=== Exercise input ===
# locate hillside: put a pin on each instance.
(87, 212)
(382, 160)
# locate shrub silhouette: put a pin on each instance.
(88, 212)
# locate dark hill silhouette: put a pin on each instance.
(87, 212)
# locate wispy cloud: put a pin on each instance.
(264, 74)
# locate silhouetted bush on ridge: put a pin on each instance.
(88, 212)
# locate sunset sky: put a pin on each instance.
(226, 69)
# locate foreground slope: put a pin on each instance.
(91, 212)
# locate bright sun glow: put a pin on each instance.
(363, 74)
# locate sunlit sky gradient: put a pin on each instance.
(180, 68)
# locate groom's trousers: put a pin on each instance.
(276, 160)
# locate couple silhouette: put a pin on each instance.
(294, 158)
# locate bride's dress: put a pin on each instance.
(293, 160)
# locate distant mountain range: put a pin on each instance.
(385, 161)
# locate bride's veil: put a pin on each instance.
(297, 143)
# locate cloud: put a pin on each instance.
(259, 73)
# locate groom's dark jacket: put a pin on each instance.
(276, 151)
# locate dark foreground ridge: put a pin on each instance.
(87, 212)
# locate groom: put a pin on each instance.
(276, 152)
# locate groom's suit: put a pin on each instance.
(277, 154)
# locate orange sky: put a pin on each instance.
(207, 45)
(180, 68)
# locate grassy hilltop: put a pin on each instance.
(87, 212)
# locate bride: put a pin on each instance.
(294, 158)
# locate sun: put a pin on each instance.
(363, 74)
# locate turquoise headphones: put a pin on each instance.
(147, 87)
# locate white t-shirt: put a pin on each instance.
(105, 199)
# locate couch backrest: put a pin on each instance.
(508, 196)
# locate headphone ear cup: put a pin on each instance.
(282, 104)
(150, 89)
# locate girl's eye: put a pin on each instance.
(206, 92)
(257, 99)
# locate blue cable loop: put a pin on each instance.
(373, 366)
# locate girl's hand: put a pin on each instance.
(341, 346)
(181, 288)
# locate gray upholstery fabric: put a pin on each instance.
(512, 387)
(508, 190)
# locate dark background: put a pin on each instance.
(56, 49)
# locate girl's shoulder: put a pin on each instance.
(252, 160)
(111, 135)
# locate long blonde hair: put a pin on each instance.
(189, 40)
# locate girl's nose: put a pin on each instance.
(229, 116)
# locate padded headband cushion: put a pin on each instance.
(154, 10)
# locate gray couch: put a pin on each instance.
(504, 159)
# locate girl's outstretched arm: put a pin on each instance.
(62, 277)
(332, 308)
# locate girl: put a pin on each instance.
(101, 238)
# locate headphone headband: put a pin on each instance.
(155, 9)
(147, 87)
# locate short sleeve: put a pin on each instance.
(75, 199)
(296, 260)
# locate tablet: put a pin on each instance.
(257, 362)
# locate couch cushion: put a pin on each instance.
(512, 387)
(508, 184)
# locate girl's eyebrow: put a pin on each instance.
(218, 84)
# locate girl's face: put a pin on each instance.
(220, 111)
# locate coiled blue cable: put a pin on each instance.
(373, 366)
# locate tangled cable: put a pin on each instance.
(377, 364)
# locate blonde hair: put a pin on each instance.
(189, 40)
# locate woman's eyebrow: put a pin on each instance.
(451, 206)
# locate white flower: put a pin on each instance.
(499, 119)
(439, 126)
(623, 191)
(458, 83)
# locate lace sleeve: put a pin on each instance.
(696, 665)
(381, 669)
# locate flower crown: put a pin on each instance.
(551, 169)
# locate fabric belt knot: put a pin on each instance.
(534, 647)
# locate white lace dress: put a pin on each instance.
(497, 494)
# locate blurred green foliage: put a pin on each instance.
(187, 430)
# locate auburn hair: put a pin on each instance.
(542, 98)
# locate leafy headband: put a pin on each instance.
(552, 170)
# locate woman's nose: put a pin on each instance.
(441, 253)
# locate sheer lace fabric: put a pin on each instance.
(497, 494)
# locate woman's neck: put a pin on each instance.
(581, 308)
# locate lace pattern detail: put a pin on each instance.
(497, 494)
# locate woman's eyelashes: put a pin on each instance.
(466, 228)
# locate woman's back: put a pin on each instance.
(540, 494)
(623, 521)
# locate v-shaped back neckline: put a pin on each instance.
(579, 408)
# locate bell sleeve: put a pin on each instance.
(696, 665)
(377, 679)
===
What you are asked to do:
Render all of the entries above as a numbered list, omitting any blank lines.

Answer for the task:
1. # locate hillside: put a pin on each instance.
2. (87, 212)
3. (382, 160)
4. # locate shrub silhouette: put a pin on each instance.
5. (88, 212)
6. # locate dark hill silhouette: put a pin on each instance.
7. (87, 212)
8. # locate wispy cloud: put a pin on each instance.
9. (264, 74)
10. # locate silhouetted bush on ridge: put a pin on each instance.
11. (88, 212)
12. # locate sunset sky: put a pin on each instance.
13. (226, 69)
14. # locate foreground slope: put a pin on each instance.
15. (91, 212)
16. # locate bright sun glow: put a pin on each instance.
17. (363, 74)
18. # locate sunlit sky gradient: put a pin on each instance.
19. (180, 68)
20. # locate groom's trousers: put a pin on each instance.
21. (276, 160)
22. # locate couple silhouette: put a pin on each instance.
23. (294, 158)
24. # locate bride's dress: put a pin on each instance.
25. (293, 160)
26. # locate distant mountain range: put a pin on each instance.
27. (385, 161)
28. # locate bride's veil: put a pin on each instance.
29. (297, 143)
30. # locate cloud: put a pin on each instance.
31. (259, 73)
32. # locate groom's dark jacket: put a pin on each instance.
33. (276, 151)
34. # locate dark foreground ridge: put a pin on each instance.
35. (87, 212)
36. # locate groom: put a pin on each instance.
37. (276, 152)
38. # locate groom's suit: put a pin on each instance.
39. (277, 154)
40. # locate orange sky: put a pin on each instance.
41. (207, 45)
42. (180, 68)
43. # locate grassy hilltop: put a pin on each instance.
44. (87, 212)
45. # locate bride: put a pin on each instance.
46. (294, 158)
47. # locate sun: put a pin on each instance.
48. (363, 74)
49. # locate turquoise headphones: put a pin on each instance.
50. (147, 87)
51. # locate white t-shirt: put a pin on each instance.
52. (105, 199)
53. # locate couch backrest: put a pin on each instance.
54. (508, 196)
55. # locate headphone ear cup: put a pin on each instance.
56. (282, 104)
57. (150, 89)
58. # locate girl's eye: put a pin on each instance.
59. (206, 92)
60. (257, 99)
61. # locate blue cable loop: put a pin on each instance.
62. (373, 366)
63. # locate girl's hand: put a pin on each instance.
64. (341, 346)
65. (181, 288)
66. # locate gray upholstery fabric: put a pin on each instance.
67. (512, 387)
68. (508, 190)
69. # locate dark background: put a pin on each instance.
70. (56, 49)
71. # locate girl's shoulder: put a pin on each instance.
72. (252, 160)
73. (111, 135)
74. # locate long blonde hair: put a pin on each instance.
75. (189, 40)
76. # locate girl's nose: put a pin on each instance.
77. (229, 116)
78. # locate padded headband cushion: put a pin on each instance.
79. (154, 10)
80. # locate gray couch: put a pin on each instance.
81. (504, 159)
82. # locate girl's outstretched arm: put a pin on each instance.
83. (62, 277)
84. (332, 308)
85. # locate girl: put a pin on each instance.
86. (101, 238)
87. # locate headphone headband: put a pin on each instance.
88. (155, 9)
89. (147, 87)
90. # locate short sleeve: put a pin on each instance.
91. (75, 199)
92. (296, 260)
93. # locate tablet: put a pin on each instance.
94. (257, 362)
95. # locate couch cushion: put a pin on each instance.
96. (512, 387)
97. (508, 184)
98. # locate girl's eyebrow: put a pin on each instance.
99. (218, 84)
100. # locate girl's face: put a pin on each instance.
101. (220, 111)
102. # locate coiled blue cable: put a pin on each instance.
103. (373, 366)
104. # locate tangled cable: put a pin on each instance.
105. (377, 364)
106. # locate blonde hair: put a pin on each instance.
107. (189, 40)
108. # locate woman's eyebrow: put a pin on each instance.
109. (451, 206)
110. # locate white flower: put a pin on each instance.
111. (499, 119)
112. (439, 126)
113. (623, 191)
114. (458, 83)
115. # locate lace sleeve: put a pin on each instance.
116. (696, 665)
117. (381, 669)
118. # locate flower crown: put a pin on each instance.
119. (551, 169)
120. # locate fabric belt knot: put a pin on each instance.
121. (534, 647)
122. # locate white lace dress: put a pin on each instance.
123. (497, 494)
124. # locate blurred green foliage: put a pin on each instance.
125. (187, 430)
126. # locate auburn hair: put a pin on each instance.
127. (542, 98)
128. # locate leafy headband: put a pin on each instance.
129. (552, 170)
130. # locate woman's nose: put a pin on each instance.
131. (441, 253)
132. # locate sheer lace fabric: put a pin on each instance.
133. (497, 494)
134. # locate woman's neck: put a pin on each instance.
135. (581, 308)
136. # locate lace pattern detail: put a pin on each instance.
137. (497, 494)
138. # locate woman's eyelashes: put a pin on each instance.
139. (466, 228)
140. # locate woman's back: put a pin on each instance.
141. (540, 494)
142. (623, 521)
143. # locate v-shaped back neckline: put a pin on each instance.
144. (579, 408)
145. # locate bell sleeve: put a pin on each instance.
146. (696, 665)
147. (377, 679)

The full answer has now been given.